WORKING DATA
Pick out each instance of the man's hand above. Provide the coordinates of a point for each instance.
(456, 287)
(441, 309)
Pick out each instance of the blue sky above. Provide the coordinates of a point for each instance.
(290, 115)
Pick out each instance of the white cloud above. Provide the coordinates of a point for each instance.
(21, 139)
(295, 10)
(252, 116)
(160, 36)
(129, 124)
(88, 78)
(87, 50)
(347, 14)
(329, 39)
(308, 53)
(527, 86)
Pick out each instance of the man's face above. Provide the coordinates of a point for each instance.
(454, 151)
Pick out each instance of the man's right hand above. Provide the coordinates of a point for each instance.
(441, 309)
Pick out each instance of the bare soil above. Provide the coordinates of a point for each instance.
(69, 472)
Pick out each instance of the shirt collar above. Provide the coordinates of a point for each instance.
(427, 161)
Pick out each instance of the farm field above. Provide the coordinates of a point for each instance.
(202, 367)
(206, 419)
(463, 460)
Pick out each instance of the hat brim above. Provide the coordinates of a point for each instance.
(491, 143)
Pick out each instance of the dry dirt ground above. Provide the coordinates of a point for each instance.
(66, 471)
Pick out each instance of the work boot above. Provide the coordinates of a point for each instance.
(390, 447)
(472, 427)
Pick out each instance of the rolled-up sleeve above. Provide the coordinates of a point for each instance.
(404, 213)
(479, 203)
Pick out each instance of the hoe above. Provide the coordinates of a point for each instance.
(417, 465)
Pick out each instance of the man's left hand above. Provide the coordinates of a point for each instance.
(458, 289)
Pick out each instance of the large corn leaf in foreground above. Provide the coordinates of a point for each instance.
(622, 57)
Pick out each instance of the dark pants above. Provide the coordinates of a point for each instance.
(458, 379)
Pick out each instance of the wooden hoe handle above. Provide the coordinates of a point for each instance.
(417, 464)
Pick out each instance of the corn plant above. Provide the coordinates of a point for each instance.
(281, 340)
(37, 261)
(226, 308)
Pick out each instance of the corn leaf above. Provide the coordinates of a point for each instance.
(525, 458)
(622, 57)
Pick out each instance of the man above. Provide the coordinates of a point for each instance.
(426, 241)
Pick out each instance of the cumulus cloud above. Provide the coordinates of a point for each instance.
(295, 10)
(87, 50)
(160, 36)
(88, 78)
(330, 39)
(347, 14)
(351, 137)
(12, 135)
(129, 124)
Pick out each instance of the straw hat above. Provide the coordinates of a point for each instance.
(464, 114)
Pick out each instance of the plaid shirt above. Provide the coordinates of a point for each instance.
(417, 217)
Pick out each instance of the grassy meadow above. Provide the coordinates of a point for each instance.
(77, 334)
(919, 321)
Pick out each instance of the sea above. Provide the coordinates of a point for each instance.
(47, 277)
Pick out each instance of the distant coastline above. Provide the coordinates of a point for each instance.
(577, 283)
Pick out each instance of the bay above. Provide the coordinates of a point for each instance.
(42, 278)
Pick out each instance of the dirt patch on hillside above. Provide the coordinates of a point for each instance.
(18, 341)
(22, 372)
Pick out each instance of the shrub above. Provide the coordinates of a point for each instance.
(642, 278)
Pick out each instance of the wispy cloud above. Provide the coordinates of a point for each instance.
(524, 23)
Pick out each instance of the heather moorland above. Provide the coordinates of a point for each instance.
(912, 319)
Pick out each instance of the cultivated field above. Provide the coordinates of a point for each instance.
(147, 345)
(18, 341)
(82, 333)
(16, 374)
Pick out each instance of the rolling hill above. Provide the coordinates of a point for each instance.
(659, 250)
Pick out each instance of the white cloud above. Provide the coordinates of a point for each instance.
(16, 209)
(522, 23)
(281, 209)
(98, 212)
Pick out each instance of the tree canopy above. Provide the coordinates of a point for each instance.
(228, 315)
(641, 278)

EXERCISE PROMPT
For this exercise, output the records in full, exactly.

ANSWER TO THE EXERCISE
Pick out each instance of the man's hand above. Provide the coordinates of a point for each instance.
(456, 287)
(441, 309)
Pick out each instance of the blue sky above. Provide the coordinates of a point for each instance.
(290, 115)
Pick out each instance of the white cloud above. Provide the coordinates of a point for each instance.
(21, 139)
(295, 10)
(252, 116)
(160, 36)
(129, 124)
(88, 78)
(87, 50)
(347, 14)
(329, 39)
(308, 53)
(527, 86)
Pick out each instance of the man's face above. Provide the coordinates of a point for each instance.
(454, 151)
Pick out each instance of the man's right hand above. Provide the coordinates of a point for each instance.
(441, 309)
Pick out each instance of the bare soil above. Provide the coordinates of a point for each instance.
(69, 472)
Pick out each instance of the shirt collar above. Provide the coordinates of a point for each instance.
(427, 161)
Pick out each instance of the farm field above. Provide the coordinates of a point for each instance.
(202, 367)
(206, 419)
(463, 460)
Pick out each instance of the hat brim above. Provide the coordinates of a point for each instance.
(491, 143)
Pick out each instance of the dry dirt ground above. Provide the coordinates of a point for each instance.
(66, 471)
Pick out each instance of the work boot above. Provide the coordinates of a point for each instance.
(390, 447)
(472, 427)
Pick out each instance of the rolled-up sleeve above. Provide the coordinates of a point for each instance.
(404, 213)
(479, 203)
Pick out each instance of the hoe above. Provide the coordinates of a point for each instance.
(417, 465)
Pick out each instance of the man's left hand above. Provide the coordinates of a point for each instance.
(458, 289)
Pick out each instance of the large corn leaf in foreground above. Provide the coordinates of a point for each instance.
(622, 57)
Pick out each instance of the dark pants above. Provide the coordinates of a point for each instance.
(458, 379)
Pick out each instance of the wooden hoe handle above. Provide the coordinates of a point for each instance.
(417, 464)
Pick out each instance of the corn plant above. Provide the coordinates of a point for each instance.
(281, 340)
(37, 261)
(226, 308)
Pick out each instance of the corn leaf above. Provide the coordinates of a point for each instance.
(525, 458)
(622, 57)
Pick out each instance of the man above. Provide the coordinates of a point for each instance.
(426, 241)
Pick out each instance of the cumulus cloud above. Provide the coordinates of a point for each instance.
(295, 10)
(87, 50)
(160, 36)
(88, 78)
(330, 39)
(347, 14)
(351, 137)
(12, 135)
(129, 124)
Pick out each instance of the straw hat above. Provide the coordinates of a point for each instance.
(464, 114)
Pick out each instance of the plaid shirt above. Provide the coordinates of a point for each instance.
(417, 217)
Pick out each instance of the grassy meadow above. Provide the coordinates of a point for each instance.
(77, 334)
(919, 321)
Pick out each instance of the sea above. Provide the coordinates of a point for each instance.
(47, 277)
Pick out each instance of the distant coastline above. Provide the coordinates of a point for each instance.
(577, 283)
Pick out each instance of the bay above. Provide the coordinates of a point for each instance.
(42, 278)
Pick out each instance of the dirt patch on hillside above. Provide the coordinates of a point for each instance.
(18, 341)
(22, 372)
Pick out each instance of the shrub above. Provide the coordinates of a point for each instance.
(642, 278)
Pick out each instance of the wispy cloud above. Provide the coordinates of a point for each instance.
(524, 23)
Pick out each instance of the heather moorland above. Provide the coordinates of a point for each instance.
(912, 319)
Pick out each instance of the cultivated field above. Provide the coordinates of a point for each instance.
(147, 345)
(18, 341)
(82, 333)
(16, 374)
Pick out each instance of the rolling hill above. Provide the coordinates of a point for each instance.
(659, 250)
Pick out each instance of the white cloud above. Provide the coordinates of a point for each instance.
(16, 209)
(522, 23)
(281, 209)
(98, 212)
Pick out each instance of the tree canopy above. Provide the coordinates of a point for each instance.
(228, 315)
(641, 278)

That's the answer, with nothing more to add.